■ **Referring expression pointing data**

********

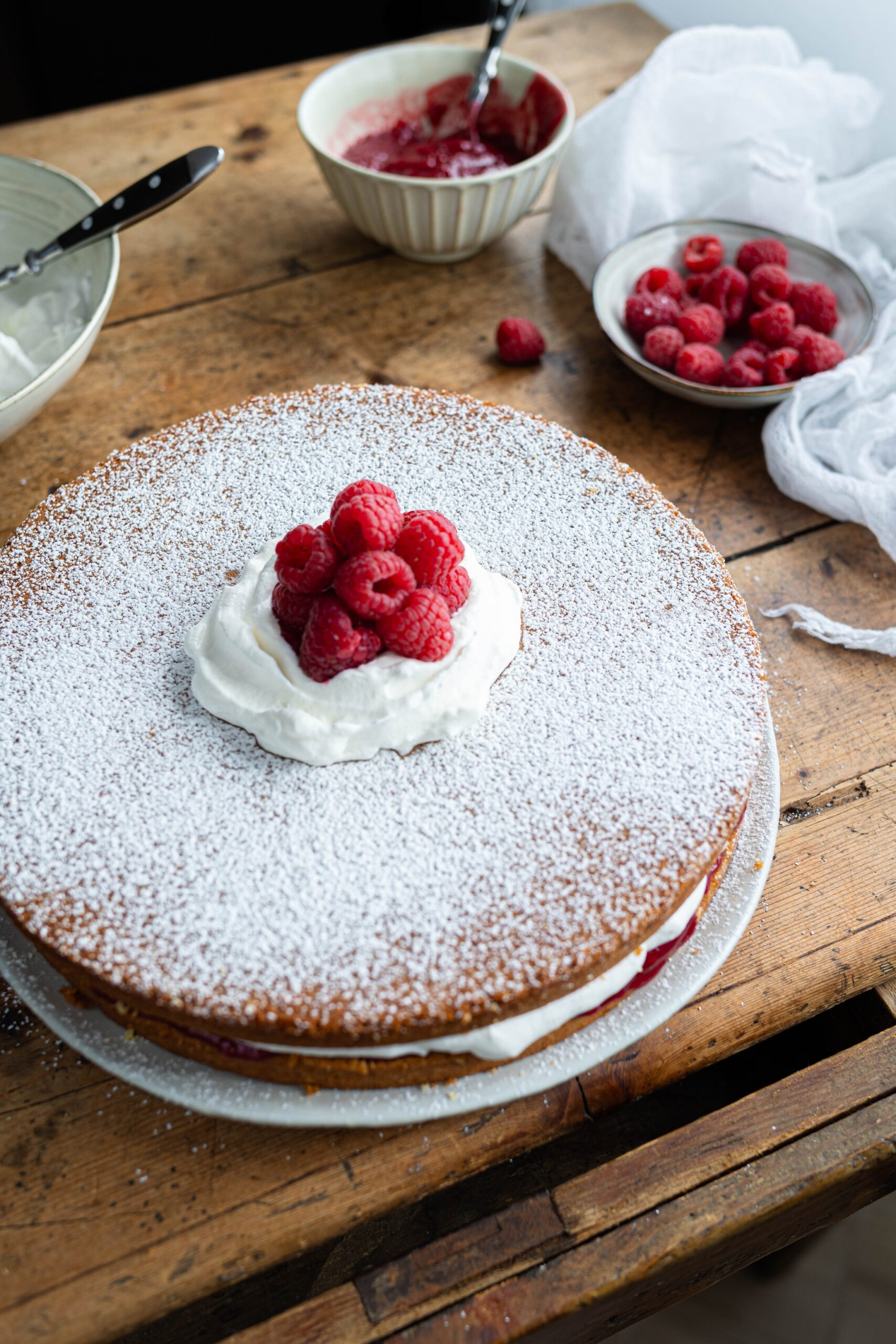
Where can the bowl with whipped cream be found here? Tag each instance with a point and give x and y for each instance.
(392, 136)
(49, 323)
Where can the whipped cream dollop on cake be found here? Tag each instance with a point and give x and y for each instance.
(358, 632)
(248, 674)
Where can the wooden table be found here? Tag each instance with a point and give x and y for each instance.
(571, 1214)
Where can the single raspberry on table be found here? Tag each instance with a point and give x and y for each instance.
(519, 342)
(366, 521)
(726, 289)
(422, 629)
(307, 560)
(660, 280)
(760, 250)
(769, 284)
(703, 253)
(662, 344)
(702, 323)
(374, 584)
(700, 365)
(647, 311)
(774, 324)
(368, 646)
(784, 366)
(742, 371)
(455, 588)
(820, 354)
(430, 545)
(815, 306)
(330, 642)
(292, 609)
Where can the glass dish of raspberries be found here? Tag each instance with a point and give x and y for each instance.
(368, 580)
(731, 315)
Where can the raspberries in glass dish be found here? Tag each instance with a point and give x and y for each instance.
(681, 318)
(370, 579)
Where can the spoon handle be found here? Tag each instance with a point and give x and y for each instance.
(143, 198)
(504, 14)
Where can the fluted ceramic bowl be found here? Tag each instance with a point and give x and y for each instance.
(38, 202)
(424, 218)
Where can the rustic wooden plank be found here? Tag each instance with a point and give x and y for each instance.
(613, 1280)
(455, 1260)
(687, 1158)
(824, 932)
(835, 709)
(610, 1195)
(390, 320)
(887, 994)
(178, 1205)
(267, 214)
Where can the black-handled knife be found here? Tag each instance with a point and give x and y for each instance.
(143, 198)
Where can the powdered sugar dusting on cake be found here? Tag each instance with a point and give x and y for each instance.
(170, 854)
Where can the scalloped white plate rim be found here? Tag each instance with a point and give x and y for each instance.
(234, 1097)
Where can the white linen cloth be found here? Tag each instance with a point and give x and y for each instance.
(734, 124)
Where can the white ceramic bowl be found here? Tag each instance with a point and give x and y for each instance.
(662, 246)
(38, 202)
(428, 219)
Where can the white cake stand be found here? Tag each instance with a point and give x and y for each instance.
(218, 1093)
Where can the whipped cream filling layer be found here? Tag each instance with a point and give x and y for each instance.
(246, 674)
(510, 1038)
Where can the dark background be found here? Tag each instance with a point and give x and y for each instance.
(57, 59)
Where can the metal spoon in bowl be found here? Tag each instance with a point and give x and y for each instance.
(457, 120)
(138, 202)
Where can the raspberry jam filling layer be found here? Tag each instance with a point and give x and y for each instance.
(508, 1040)
(440, 143)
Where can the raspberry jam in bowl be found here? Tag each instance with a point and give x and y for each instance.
(387, 133)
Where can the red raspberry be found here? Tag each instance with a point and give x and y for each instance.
(455, 588)
(362, 487)
(292, 609)
(660, 280)
(773, 324)
(784, 366)
(374, 584)
(661, 346)
(769, 284)
(703, 253)
(800, 334)
(700, 365)
(307, 560)
(743, 373)
(422, 629)
(330, 642)
(702, 323)
(726, 289)
(816, 307)
(430, 545)
(367, 522)
(368, 646)
(760, 250)
(647, 311)
(519, 342)
(820, 353)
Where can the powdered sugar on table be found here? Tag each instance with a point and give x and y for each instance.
(168, 853)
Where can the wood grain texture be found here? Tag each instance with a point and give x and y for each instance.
(218, 1201)
(652, 1179)
(397, 322)
(596, 1289)
(267, 214)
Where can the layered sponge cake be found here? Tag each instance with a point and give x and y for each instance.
(421, 913)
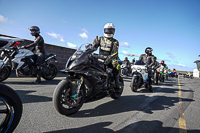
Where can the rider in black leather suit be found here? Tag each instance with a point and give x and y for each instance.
(108, 50)
(39, 50)
(148, 59)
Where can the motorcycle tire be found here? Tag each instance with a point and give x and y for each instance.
(52, 72)
(134, 83)
(11, 109)
(156, 78)
(122, 72)
(5, 73)
(62, 98)
(118, 92)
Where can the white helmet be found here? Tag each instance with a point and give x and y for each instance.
(109, 30)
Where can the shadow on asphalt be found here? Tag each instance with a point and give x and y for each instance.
(130, 103)
(137, 127)
(27, 97)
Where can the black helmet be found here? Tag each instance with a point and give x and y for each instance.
(147, 50)
(36, 29)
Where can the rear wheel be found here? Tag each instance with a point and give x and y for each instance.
(135, 83)
(10, 109)
(49, 72)
(63, 101)
(156, 78)
(122, 72)
(118, 92)
(4, 73)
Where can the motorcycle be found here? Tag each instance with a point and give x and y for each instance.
(188, 75)
(140, 76)
(173, 74)
(23, 62)
(155, 76)
(10, 109)
(88, 80)
(124, 70)
(161, 74)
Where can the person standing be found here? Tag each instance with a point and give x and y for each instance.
(39, 50)
(149, 60)
(108, 50)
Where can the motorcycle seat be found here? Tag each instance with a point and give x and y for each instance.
(49, 55)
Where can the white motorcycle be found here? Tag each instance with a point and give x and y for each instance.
(140, 76)
(124, 70)
(22, 61)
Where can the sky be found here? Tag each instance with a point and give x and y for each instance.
(170, 27)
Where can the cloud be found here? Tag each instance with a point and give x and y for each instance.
(124, 44)
(84, 30)
(3, 19)
(129, 54)
(170, 55)
(71, 45)
(181, 65)
(64, 21)
(56, 36)
(166, 60)
(84, 35)
(61, 38)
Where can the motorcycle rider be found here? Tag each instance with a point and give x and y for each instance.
(128, 64)
(148, 59)
(156, 65)
(163, 65)
(108, 50)
(39, 50)
(133, 61)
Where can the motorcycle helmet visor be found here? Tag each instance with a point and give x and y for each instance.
(109, 31)
(149, 50)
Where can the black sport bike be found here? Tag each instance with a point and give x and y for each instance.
(10, 109)
(88, 80)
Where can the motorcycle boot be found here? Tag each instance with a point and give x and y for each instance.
(117, 84)
(38, 80)
(150, 89)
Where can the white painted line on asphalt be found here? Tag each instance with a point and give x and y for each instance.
(182, 123)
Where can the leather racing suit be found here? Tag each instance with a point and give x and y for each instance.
(108, 51)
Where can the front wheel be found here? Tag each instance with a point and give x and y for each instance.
(4, 73)
(135, 83)
(10, 109)
(118, 92)
(49, 72)
(63, 100)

********

From the first line to the last, output the records exactly without pictures.

Where can the bowl with whipped cream be found here? Tag each instance with a point and give x and y for each instance.
(392, 136)
(49, 323)
Where can the whipped cream dollop on cake be found here? Tag each instance with a point and give x and y for each instance.
(358, 632)
(248, 674)
Where can the wooden table be found here? Tag each instance with a point and give x and y for each instance.
(571, 1214)
Where can the single raspberry on table be found here? Tag each instance with a point and give x and y for each instance.
(519, 342)
(366, 521)
(726, 289)
(422, 629)
(307, 560)
(660, 280)
(760, 250)
(769, 284)
(703, 253)
(662, 344)
(702, 323)
(374, 584)
(700, 365)
(647, 311)
(774, 324)
(368, 646)
(784, 366)
(742, 371)
(455, 588)
(820, 354)
(430, 545)
(815, 306)
(330, 642)
(292, 609)
Where can the glass dish of raspberries be found here? Tag each instance with a point and give x and y for each instance.
(368, 580)
(731, 315)
Where can the raspberries in glass dish be found here? Tag each instance with a point and give x and y for each instance.
(681, 318)
(370, 579)
Where can the spoon handle be found here? Tag each instance with a point and give x and y for each instance.
(143, 198)
(504, 14)
Where can the fluted ceramic bowl be found here? Tag each instance with a point and give x and y for each instance.
(38, 202)
(424, 218)
Where can the rustic wooden plank be found here? Tag each instance with a point and give x and y for each instance.
(613, 1280)
(455, 1260)
(687, 1158)
(824, 932)
(835, 709)
(610, 1195)
(390, 320)
(887, 994)
(178, 1205)
(267, 214)
Where can the black-handled knife be found here? Tag each instance with a point and give x and y for each instance.
(143, 198)
Where can the powdered sugar dusting on cake be found here? Tag each instance with a point and give x and y for each instance.
(170, 854)
Where can the scalloped white plate rim be found here? Tag each instance with a point and give x and y for each instance.
(234, 1097)
Where can the white linen cloth be found here? Tag each instance with a point and give x and y for each instance.
(734, 124)
Where can the white ceramic bowl be found here? Tag each instance with a point and give x and y for each instance.
(662, 246)
(38, 202)
(428, 219)
Where can the white cake stand be found here? Tag each instance with a point and give x and y for each instance.
(218, 1093)
Where can the whipped cream filling layer be found here? Tag each instance with a point and give x and y for each instance.
(246, 674)
(510, 1038)
Where can the dark background be found here? Tag each instance with a point and give x and y for each instance.
(57, 59)
Where can the metal spoon in bowl be found here? Tag each instance with a point and give x and y for each instance.
(457, 120)
(138, 202)
Where can the raspberry jam filling layer be found here? Tag each instance with a point and give x and y for each instance.
(508, 1040)
(440, 143)
Where can the raspberry jam in bowl be found here? Tag each instance with a point and give x and y for each instance.
(387, 133)
Where can the red raspberry be found here? Tag each instance with a point and give x and y for each instance.
(455, 588)
(362, 487)
(292, 609)
(660, 280)
(773, 324)
(784, 366)
(374, 584)
(661, 346)
(769, 284)
(703, 253)
(800, 334)
(700, 365)
(307, 560)
(743, 373)
(422, 629)
(330, 642)
(702, 323)
(726, 289)
(816, 307)
(430, 545)
(367, 522)
(368, 646)
(760, 250)
(647, 311)
(519, 342)
(820, 353)
Where can the powdered sugar on table be found here? Tag each instance with a point and give x and y for each instance.
(168, 853)
Where can the wood grain texture be found here? Tag each instance with a point and give x and y for each instance.
(218, 1201)
(652, 1179)
(397, 322)
(596, 1289)
(267, 214)
Where can the layered sponge cake be found here? Tag each instance with a point and give x and y for each instance.
(421, 913)
Where can the rider in black leather suit be found here? Tag each instance with a point and give x and y for each instance.
(108, 50)
(39, 50)
(148, 59)
Where can the motorcycle tire be found here? Tag each instance with a point and give x and y for each instance.
(52, 72)
(134, 83)
(11, 109)
(156, 78)
(122, 72)
(5, 73)
(62, 98)
(118, 92)
Where can the white helmet be found here? Tag each instance with a point and give x and y for each instance.
(109, 30)
Where can the shadow on asphalt be found here? Tag each instance with a point and give x and y for each instance.
(130, 103)
(137, 127)
(27, 97)
Where can the black helmet be found here? Tag each instance with a point and give x and y for each instance.
(147, 50)
(36, 29)
Where can the rear wheel be found here? Tag each instance with a point and give x and y for each instance.
(135, 83)
(10, 109)
(49, 72)
(63, 101)
(156, 78)
(122, 72)
(118, 92)
(4, 73)
Where can the motorcycle be found here? Tag each instance with a point and give x and y for each instance.
(188, 75)
(140, 76)
(173, 74)
(23, 62)
(155, 76)
(10, 109)
(88, 80)
(124, 70)
(161, 74)
Where can the person standing be found here? Tag each instance with a point and give x and y for each instance.
(39, 50)
(149, 60)
(108, 50)
Where can the motorcycle seat be found here? Tag each instance with a point and give x and y for each instance.
(49, 55)
Where can the white motorcycle be found here? Tag each instance with a point and give x and y for each instance.
(140, 76)
(124, 70)
(22, 61)
Where can the sky be found here? Tag each instance with a point and give x and y for each instance.
(170, 27)
Where can the cloud be found here? Tag each instance with a point and give x and y for each instance.
(124, 44)
(84, 30)
(3, 19)
(129, 54)
(170, 55)
(71, 45)
(181, 65)
(64, 21)
(56, 36)
(166, 60)
(84, 35)
(61, 38)
Where can the motorcycle rider be found here? Tag each instance with a point and give x and y for each instance.
(128, 64)
(148, 59)
(156, 65)
(163, 65)
(108, 50)
(39, 50)
(133, 61)
Where can the motorcycle helmet visor be found here? Tag each instance with a point and give x and y for each instance.
(109, 31)
(149, 50)
Where can the black sport bike be found here? Tag each instance with a point and give x and y for each instance.
(10, 109)
(88, 80)
Where can the motorcycle boot be found here? Tag each instance with a point and give x and y for each instance.
(117, 84)
(38, 80)
(150, 89)
Where can the white painted line on asphalt be found here? Tag each instance with a point and give x and y for each instance.
(182, 123)
Where can the leather racing suit be found here? Tag each instance with a point and give x and y for each instance.
(108, 51)
Where can the front wheel be found here? Tag each instance with a point and give x and y for each instance.
(4, 73)
(135, 83)
(10, 109)
(118, 92)
(49, 72)
(63, 100)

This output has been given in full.